Your answer should hold all lines of the entries that include the word "accurate".

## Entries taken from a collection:
□ □ □
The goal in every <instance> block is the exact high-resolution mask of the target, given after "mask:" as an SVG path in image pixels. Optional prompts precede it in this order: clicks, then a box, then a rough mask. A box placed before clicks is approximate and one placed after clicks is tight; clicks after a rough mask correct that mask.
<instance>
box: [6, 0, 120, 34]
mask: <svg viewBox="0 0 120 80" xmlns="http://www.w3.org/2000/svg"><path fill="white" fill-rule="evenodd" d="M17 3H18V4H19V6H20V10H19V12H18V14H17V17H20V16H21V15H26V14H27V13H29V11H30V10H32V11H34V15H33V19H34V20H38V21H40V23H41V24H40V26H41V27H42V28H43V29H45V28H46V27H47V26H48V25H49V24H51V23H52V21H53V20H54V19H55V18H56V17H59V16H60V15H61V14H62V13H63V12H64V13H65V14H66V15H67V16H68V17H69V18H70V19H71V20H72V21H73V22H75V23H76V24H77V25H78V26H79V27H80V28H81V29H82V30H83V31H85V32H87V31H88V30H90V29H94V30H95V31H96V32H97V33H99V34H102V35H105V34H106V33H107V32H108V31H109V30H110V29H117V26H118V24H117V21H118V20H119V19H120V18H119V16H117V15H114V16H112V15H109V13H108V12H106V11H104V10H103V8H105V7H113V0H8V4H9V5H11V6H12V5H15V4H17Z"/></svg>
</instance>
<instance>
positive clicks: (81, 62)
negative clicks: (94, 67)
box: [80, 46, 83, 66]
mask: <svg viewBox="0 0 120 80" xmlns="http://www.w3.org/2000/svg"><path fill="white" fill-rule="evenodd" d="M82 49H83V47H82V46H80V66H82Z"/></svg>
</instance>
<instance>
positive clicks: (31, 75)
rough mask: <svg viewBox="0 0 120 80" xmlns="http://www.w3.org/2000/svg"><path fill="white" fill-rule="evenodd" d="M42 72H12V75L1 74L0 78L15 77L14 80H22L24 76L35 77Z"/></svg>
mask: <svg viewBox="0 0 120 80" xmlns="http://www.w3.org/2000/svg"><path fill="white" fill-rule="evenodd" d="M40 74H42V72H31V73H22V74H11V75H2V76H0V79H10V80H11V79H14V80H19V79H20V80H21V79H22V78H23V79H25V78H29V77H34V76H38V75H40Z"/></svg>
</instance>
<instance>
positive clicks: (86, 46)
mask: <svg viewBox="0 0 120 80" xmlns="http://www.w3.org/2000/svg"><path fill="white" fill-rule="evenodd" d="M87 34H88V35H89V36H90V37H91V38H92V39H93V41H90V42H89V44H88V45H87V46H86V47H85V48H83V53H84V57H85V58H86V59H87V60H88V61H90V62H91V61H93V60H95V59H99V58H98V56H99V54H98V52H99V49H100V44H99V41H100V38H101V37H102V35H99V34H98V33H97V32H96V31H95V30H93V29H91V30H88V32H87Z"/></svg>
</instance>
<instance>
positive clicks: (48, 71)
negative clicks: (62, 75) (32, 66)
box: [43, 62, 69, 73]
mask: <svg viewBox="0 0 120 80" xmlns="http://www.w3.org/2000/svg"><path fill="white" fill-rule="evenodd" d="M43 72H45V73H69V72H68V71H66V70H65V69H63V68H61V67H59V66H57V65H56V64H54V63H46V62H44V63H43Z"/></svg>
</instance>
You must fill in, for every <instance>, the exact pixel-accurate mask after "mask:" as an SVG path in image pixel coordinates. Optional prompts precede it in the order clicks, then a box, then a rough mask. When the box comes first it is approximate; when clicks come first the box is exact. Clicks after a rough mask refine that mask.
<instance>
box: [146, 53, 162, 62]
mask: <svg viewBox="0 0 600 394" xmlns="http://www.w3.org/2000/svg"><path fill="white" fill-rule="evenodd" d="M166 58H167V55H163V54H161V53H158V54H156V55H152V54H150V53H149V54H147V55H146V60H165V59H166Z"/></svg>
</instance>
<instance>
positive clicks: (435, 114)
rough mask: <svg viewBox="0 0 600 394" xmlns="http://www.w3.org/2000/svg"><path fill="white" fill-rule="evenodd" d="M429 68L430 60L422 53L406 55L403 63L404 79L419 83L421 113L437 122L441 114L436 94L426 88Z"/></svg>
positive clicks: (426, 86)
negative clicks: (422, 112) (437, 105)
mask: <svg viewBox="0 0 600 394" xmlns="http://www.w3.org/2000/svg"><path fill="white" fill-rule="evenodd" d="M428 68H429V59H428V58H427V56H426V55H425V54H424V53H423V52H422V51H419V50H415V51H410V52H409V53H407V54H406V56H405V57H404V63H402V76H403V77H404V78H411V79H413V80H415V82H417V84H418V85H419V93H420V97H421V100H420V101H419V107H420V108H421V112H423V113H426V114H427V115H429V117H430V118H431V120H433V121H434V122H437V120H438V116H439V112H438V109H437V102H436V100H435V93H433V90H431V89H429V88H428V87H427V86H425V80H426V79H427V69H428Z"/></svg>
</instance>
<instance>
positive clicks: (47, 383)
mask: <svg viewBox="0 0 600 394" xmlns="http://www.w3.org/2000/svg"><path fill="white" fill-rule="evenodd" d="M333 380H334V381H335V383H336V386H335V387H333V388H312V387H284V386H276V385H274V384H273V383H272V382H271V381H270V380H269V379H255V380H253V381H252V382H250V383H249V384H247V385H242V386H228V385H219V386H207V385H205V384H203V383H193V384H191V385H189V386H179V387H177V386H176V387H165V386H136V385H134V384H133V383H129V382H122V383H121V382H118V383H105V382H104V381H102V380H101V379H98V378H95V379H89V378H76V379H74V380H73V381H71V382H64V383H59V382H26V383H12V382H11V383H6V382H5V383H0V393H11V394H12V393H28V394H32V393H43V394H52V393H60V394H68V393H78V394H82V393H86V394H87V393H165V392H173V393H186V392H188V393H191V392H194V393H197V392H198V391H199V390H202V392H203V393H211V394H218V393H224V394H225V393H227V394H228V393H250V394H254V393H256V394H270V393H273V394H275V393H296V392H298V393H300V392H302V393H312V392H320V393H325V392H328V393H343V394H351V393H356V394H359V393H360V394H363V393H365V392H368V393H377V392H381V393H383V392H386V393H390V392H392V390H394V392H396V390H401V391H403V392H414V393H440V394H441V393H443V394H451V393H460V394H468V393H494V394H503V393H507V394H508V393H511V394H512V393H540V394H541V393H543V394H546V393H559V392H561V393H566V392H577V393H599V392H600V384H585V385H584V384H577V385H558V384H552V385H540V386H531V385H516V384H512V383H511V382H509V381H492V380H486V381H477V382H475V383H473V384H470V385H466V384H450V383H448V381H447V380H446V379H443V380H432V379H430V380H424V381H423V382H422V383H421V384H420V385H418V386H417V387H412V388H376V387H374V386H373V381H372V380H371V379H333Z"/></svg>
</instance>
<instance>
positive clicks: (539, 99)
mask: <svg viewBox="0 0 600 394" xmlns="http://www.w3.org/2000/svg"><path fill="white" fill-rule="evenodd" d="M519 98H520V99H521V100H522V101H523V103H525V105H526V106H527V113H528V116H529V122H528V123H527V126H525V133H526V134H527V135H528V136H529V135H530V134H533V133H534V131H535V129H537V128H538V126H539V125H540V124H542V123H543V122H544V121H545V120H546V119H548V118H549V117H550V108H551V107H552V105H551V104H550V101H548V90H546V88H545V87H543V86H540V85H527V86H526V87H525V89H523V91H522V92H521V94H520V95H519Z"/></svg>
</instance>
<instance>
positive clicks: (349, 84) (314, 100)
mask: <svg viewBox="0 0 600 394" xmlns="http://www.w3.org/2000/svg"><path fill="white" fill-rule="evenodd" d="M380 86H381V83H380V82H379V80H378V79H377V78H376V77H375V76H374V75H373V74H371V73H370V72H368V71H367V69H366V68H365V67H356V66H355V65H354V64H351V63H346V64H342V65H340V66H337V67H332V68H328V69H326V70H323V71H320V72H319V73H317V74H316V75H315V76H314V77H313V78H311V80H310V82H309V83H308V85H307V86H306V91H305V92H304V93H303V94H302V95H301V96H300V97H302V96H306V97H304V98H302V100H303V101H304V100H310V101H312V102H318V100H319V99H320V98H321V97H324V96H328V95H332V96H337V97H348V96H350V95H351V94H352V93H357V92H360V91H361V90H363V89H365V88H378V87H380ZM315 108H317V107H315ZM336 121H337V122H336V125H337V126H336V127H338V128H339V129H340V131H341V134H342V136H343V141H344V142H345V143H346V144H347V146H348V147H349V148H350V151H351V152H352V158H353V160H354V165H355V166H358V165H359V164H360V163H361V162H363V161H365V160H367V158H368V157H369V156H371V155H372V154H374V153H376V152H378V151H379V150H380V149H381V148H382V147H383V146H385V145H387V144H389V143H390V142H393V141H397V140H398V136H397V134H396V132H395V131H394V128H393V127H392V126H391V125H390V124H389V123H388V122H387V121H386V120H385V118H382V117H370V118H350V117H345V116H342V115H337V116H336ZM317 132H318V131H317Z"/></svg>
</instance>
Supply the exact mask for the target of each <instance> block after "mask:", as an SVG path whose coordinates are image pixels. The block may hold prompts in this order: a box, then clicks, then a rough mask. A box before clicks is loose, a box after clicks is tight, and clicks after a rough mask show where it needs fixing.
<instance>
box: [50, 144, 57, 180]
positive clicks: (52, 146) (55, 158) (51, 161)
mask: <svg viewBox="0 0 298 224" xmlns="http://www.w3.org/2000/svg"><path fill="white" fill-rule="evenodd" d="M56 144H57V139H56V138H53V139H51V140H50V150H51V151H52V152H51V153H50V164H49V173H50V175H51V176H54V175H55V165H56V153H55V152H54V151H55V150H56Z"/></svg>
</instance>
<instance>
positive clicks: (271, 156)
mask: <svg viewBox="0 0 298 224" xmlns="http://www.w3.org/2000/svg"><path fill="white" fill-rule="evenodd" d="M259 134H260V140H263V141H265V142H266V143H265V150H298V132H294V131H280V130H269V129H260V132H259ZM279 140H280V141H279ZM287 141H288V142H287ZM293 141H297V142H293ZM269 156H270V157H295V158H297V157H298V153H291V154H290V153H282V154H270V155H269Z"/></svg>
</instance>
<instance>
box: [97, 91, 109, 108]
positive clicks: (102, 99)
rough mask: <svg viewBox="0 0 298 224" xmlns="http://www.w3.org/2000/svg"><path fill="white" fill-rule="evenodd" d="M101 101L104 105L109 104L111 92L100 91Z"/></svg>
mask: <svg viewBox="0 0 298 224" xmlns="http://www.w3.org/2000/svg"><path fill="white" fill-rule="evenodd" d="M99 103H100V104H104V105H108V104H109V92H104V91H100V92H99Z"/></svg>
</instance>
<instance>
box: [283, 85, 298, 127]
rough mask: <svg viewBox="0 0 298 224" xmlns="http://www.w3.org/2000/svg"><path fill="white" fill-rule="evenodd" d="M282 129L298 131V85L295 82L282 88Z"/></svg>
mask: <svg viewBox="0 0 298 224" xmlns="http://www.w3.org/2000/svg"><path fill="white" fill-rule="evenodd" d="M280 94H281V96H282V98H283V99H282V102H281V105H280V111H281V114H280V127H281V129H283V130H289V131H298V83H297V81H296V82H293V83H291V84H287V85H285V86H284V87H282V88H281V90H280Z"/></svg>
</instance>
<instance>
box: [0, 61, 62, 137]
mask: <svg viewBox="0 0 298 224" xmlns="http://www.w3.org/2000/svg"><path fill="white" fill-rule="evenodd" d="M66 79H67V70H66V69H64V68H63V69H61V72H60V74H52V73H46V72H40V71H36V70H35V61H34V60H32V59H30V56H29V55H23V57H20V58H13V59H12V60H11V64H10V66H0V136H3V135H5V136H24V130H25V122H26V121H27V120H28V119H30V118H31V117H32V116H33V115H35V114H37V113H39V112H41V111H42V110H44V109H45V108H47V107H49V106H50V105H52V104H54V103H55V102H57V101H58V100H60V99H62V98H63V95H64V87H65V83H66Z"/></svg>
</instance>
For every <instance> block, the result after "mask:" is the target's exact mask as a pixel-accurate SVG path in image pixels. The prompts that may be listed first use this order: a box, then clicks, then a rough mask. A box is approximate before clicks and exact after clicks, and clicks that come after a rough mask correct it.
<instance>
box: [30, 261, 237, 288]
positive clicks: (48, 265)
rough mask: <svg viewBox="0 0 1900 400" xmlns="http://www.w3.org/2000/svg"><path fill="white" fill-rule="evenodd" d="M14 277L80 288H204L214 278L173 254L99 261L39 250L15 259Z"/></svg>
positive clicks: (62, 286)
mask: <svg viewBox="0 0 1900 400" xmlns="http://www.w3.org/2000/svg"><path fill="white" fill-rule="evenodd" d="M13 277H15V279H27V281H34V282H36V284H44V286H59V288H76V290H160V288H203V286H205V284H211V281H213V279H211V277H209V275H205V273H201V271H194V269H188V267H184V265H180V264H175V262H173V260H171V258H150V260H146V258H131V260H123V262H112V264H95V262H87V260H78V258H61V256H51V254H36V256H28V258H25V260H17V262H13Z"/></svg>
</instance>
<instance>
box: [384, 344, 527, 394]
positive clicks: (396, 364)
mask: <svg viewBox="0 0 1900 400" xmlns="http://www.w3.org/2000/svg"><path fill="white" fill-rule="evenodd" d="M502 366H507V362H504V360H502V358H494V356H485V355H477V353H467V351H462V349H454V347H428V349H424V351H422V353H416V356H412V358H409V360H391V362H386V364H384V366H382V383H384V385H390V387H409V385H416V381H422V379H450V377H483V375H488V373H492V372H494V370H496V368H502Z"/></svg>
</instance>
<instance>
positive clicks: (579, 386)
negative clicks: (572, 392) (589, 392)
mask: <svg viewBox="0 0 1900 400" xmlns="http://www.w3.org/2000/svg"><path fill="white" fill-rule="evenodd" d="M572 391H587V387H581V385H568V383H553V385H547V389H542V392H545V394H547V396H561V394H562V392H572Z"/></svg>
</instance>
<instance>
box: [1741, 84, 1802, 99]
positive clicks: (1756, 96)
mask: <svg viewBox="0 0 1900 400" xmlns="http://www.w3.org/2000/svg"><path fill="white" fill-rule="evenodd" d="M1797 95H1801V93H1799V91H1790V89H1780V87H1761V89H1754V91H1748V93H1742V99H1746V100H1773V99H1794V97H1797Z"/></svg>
□ □ □
## COMPLETED EXERCISE:
You must fill in, for every <instance>, the exact pixel-accurate mask after "mask:" as an SVG path in image pixel coordinates. Optional prompts precede it in the order clicks, then a box, then a rough mask. When the box comes first it is approximate; when clicks come first the box is exact. Clicks after a rough mask refine that mask.
For every <instance> block, the result after "mask:" is the target's exact mask as a pixel-accurate SVG path in image pixels. The prompts that may be listed first use this order: a box, then clicks, then a rough mask. A box is approximate before clicks and exact after clicks, and clicks that come after a rough mask correct it.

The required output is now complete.